══ DATA SHOWN ══
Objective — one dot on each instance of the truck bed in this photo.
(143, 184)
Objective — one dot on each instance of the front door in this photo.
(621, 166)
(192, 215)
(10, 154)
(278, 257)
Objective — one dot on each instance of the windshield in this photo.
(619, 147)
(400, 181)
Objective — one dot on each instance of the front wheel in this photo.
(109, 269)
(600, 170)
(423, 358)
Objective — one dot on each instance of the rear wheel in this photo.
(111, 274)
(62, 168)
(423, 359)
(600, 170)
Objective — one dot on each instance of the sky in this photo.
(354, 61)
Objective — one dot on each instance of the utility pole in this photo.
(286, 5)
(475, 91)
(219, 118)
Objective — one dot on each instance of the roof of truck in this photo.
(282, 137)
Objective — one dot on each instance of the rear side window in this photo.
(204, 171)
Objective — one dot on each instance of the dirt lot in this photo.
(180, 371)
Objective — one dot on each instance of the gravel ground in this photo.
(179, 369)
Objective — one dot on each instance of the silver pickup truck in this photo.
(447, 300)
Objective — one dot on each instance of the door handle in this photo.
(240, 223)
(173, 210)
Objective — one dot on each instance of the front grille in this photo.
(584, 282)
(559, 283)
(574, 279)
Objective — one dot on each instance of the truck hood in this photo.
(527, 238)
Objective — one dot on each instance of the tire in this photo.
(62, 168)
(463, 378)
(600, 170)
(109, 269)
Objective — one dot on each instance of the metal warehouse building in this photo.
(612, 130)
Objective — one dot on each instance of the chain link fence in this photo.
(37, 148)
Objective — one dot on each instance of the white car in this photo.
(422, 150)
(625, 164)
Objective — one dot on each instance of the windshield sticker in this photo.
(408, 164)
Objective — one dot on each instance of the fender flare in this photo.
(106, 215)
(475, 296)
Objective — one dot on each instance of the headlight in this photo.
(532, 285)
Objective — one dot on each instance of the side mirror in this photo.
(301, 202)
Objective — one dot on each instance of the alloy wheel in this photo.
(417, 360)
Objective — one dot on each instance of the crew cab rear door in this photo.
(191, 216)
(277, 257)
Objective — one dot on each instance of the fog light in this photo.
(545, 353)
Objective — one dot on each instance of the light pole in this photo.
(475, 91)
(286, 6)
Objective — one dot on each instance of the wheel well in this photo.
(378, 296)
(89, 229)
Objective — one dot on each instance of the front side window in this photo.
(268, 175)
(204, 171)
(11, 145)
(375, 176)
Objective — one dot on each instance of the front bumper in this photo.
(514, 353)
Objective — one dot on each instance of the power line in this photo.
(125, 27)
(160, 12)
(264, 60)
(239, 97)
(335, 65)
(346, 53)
═══
Using the data above, print every record exactly as shown.

Objective — one dot on each instance of the truck bed in this photo.
(143, 184)
Objective — one dot on each instance of the front door in this photo.
(621, 166)
(192, 215)
(10, 154)
(278, 257)
Objective — one dot on each instance of the windshield in this photo.
(619, 147)
(400, 181)
Objective — one dot on each instance of the front wheel in this photo.
(109, 269)
(600, 170)
(423, 358)
Objective — one dot on each instance of the rear wheel in this photo.
(111, 274)
(62, 168)
(423, 359)
(600, 170)
Objective — one dot on each instance of the sky in this photo.
(354, 61)
Objective — one dot on each instance of the utility pole in this photo.
(286, 5)
(475, 91)
(219, 118)
Objective — one dot on each instance of the roof of truck in this photo.
(282, 137)
Objective — one dot on each instance of the rear side window in this photo.
(204, 171)
Objective — one dot on each instance of the dirt lot in this photo.
(180, 371)
Objective — one dot on each instance of the gravel ground in this photo.
(179, 369)
Objective — one dot on each instance of the silver pickup truck in this photo.
(447, 300)
Objective — one dot on each instance of the door handle in this photo.
(240, 223)
(173, 210)
Objective — one dot on each instance of the front grille in this photo.
(584, 282)
(559, 283)
(574, 279)
Objective — one dot on each instance of the truck hood in this photo.
(527, 238)
Objective — one dot on each instance of the tire in this photo.
(62, 168)
(463, 378)
(600, 170)
(109, 269)
Objective — one dot on each instance of the metal warehouse building in this photo.
(612, 130)
Objective — one dot on each instance of the chain link fence in this photo.
(37, 148)
Objective — one dot on each instance of the white car in this photo.
(422, 150)
(625, 164)
Objective — one dot on each instance of the windshield sticker in this photo.
(408, 164)
Objective — one dot on each instance of the fender flare in this photo.
(106, 215)
(475, 296)
Objective — one dot on each instance of the headlight in this photo.
(532, 285)
Objective — one dot on each instance of the side mirror in this photo.
(301, 202)
Objective — one dot on each instance of the alloy wheel in this photo.
(417, 360)
Objective — one dot on each instance of the crew cab rear door in this photo.
(191, 216)
(277, 257)
Objective — one dot on each instance of the fog light in this photo.
(545, 353)
Objective — one dot on each instance of the light pole in this photo.
(475, 91)
(286, 6)
Objective — one dot on each instance of the wheel well in this photo.
(378, 296)
(89, 229)
Objective — one dot on each instance of the front side window in this photo.
(268, 175)
(204, 171)
(11, 145)
(375, 176)
Objective — one dot on each instance of the front bumper in this photo.
(514, 353)
Objective — one dot on each instance of the power line in this photo.
(125, 27)
(160, 12)
(264, 60)
(239, 97)
(335, 65)
(346, 53)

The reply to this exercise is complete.